→ Your goal:
If a line in the records below contains the word "stack", copy it.

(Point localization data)

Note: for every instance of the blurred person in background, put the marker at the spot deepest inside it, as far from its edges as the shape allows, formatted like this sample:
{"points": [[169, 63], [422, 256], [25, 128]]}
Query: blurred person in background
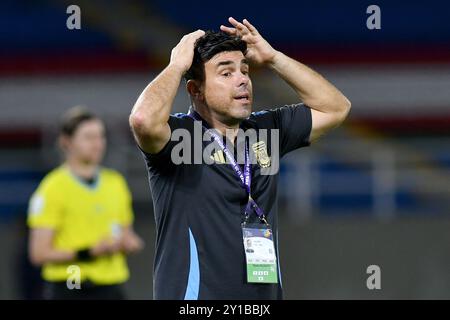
{"points": [[81, 215]]}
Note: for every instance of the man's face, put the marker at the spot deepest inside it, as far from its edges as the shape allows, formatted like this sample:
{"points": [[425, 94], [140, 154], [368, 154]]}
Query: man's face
{"points": [[227, 87], [88, 143]]}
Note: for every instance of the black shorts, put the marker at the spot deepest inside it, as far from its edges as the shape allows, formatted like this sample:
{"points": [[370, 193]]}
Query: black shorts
{"points": [[87, 291]]}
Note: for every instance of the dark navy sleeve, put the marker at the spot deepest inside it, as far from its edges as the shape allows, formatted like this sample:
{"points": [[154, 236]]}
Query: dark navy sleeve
{"points": [[163, 157], [293, 122]]}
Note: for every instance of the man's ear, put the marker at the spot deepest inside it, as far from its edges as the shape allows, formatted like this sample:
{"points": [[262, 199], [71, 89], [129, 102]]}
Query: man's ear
{"points": [[194, 89]]}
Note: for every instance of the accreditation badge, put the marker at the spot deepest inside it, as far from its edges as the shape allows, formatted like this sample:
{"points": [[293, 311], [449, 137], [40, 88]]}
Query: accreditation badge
{"points": [[260, 255]]}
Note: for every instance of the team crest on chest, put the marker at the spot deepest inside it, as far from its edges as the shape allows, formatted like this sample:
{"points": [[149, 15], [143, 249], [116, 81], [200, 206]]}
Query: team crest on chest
{"points": [[260, 150]]}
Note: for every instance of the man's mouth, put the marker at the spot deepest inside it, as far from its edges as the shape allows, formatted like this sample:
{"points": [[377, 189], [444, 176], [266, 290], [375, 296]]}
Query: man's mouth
{"points": [[245, 97]]}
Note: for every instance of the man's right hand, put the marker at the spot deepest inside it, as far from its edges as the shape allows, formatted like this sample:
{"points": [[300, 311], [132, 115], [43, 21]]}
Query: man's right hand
{"points": [[183, 54]]}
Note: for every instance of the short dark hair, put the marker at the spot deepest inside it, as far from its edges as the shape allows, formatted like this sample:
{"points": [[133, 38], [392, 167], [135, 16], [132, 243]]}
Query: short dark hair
{"points": [[207, 46], [72, 119]]}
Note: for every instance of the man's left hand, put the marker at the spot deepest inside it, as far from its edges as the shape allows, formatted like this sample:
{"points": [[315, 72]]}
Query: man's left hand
{"points": [[259, 51]]}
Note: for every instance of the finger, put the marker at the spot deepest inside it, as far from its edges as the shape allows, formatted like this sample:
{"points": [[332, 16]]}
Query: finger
{"points": [[238, 25], [228, 29], [249, 26]]}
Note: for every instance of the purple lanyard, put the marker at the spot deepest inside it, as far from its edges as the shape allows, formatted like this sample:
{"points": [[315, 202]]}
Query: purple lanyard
{"points": [[245, 177]]}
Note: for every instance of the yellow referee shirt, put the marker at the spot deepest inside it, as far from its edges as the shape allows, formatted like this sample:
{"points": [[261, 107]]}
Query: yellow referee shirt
{"points": [[81, 216]]}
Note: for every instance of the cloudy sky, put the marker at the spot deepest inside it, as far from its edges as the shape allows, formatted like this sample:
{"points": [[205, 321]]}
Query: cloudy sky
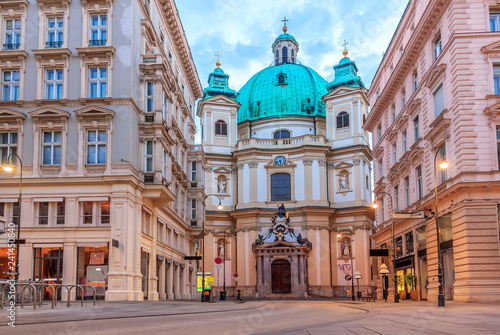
{"points": [[244, 30]]}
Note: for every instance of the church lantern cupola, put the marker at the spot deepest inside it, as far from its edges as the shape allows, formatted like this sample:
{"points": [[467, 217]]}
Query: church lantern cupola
{"points": [[285, 48]]}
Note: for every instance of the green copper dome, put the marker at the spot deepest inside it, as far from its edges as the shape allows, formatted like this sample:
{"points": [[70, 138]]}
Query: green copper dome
{"points": [[282, 90]]}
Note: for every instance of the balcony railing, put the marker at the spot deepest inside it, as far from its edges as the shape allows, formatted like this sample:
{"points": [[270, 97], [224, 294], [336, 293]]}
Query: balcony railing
{"points": [[11, 46], [94, 43], [53, 44], [282, 142]]}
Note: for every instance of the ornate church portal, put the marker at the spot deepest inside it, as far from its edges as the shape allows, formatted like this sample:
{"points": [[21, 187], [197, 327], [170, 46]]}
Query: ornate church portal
{"points": [[281, 255]]}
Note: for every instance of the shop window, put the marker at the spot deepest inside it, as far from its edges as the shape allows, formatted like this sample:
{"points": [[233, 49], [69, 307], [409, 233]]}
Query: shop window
{"points": [[93, 270]]}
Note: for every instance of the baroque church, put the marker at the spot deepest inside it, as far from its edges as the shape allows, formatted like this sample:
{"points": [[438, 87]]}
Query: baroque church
{"points": [[290, 162]]}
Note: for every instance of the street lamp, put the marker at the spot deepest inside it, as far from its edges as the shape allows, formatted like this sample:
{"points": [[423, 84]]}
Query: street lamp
{"points": [[443, 164], [219, 207], [352, 263], [9, 168], [375, 206], [223, 295], [384, 271]]}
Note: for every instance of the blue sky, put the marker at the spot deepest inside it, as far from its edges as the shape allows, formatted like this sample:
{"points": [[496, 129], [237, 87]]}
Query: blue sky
{"points": [[244, 30]]}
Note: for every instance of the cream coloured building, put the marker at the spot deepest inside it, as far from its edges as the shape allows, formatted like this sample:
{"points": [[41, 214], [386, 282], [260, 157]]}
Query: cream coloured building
{"points": [[436, 94], [290, 138], [99, 108]]}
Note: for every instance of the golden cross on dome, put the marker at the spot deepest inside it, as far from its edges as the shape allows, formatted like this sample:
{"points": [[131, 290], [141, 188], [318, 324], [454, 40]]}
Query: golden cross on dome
{"points": [[284, 27], [218, 61]]}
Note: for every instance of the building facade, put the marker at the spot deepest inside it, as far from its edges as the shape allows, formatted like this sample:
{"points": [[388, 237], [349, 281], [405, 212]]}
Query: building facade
{"points": [[99, 109], [434, 96], [289, 160]]}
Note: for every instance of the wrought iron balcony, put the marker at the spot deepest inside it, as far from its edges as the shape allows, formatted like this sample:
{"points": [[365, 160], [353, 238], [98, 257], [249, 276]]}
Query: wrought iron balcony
{"points": [[11, 46], [53, 44], [97, 42]]}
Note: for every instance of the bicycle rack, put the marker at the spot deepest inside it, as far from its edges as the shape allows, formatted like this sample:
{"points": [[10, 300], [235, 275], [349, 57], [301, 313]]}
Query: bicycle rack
{"points": [[25, 286]]}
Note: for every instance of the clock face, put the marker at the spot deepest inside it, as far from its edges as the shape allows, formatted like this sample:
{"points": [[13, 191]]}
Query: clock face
{"points": [[280, 160]]}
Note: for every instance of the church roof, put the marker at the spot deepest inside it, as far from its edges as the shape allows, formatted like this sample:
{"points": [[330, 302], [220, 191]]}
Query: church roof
{"points": [[282, 90]]}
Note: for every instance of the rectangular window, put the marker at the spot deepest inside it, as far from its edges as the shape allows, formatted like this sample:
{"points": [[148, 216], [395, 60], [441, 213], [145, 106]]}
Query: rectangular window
{"points": [[407, 189], [438, 100], [148, 156], [149, 97], [193, 171], [96, 147], [98, 30], [10, 85], [405, 142], [8, 145], [55, 32], [498, 146], [98, 82], [193, 209], [494, 21], [43, 213], [496, 79], [53, 84], [394, 153], [420, 185], [12, 36], [437, 47], [416, 127], [51, 148], [396, 197], [60, 212]]}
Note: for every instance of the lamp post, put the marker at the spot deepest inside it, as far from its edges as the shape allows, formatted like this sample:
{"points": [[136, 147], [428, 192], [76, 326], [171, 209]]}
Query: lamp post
{"points": [[384, 271], [358, 276], [443, 164], [351, 254], [223, 295], [375, 206], [219, 207], [9, 168]]}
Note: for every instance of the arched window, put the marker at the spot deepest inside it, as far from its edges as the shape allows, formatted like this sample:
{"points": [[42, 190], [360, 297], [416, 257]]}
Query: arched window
{"points": [[282, 134], [342, 120], [220, 127], [281, 188], [284, 54]]}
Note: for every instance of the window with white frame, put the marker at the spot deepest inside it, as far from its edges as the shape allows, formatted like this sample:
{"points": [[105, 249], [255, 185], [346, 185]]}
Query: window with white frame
{"points": [[149, 97], [416, 127], [98, 77], [496, 78], [148, 156], [405, 141], [438, 96], [10, 85], [437, 47], [12, 34], [8, 145], [494, 21], [53, 84], [55, 32], [407, 189], [51, 148], [95, 212], [419, 183], [96, 147], [50, 213], [98, 30]]}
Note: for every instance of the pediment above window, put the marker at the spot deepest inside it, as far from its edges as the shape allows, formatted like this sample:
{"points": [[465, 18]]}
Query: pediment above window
{"points": [[94, 112], [434, 76], [49, 113]]}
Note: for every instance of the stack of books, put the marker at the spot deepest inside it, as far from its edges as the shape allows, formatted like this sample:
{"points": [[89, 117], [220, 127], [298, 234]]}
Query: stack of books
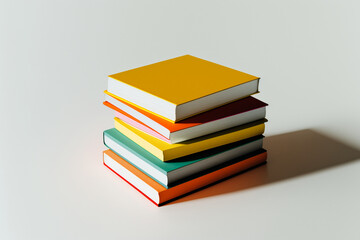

→ Output for this task:
Note: for every instance of the stack of books, put the marker at the spot deepest inside it, as far from its edges as the shape allows, formatted like this sample:
Query: stack of books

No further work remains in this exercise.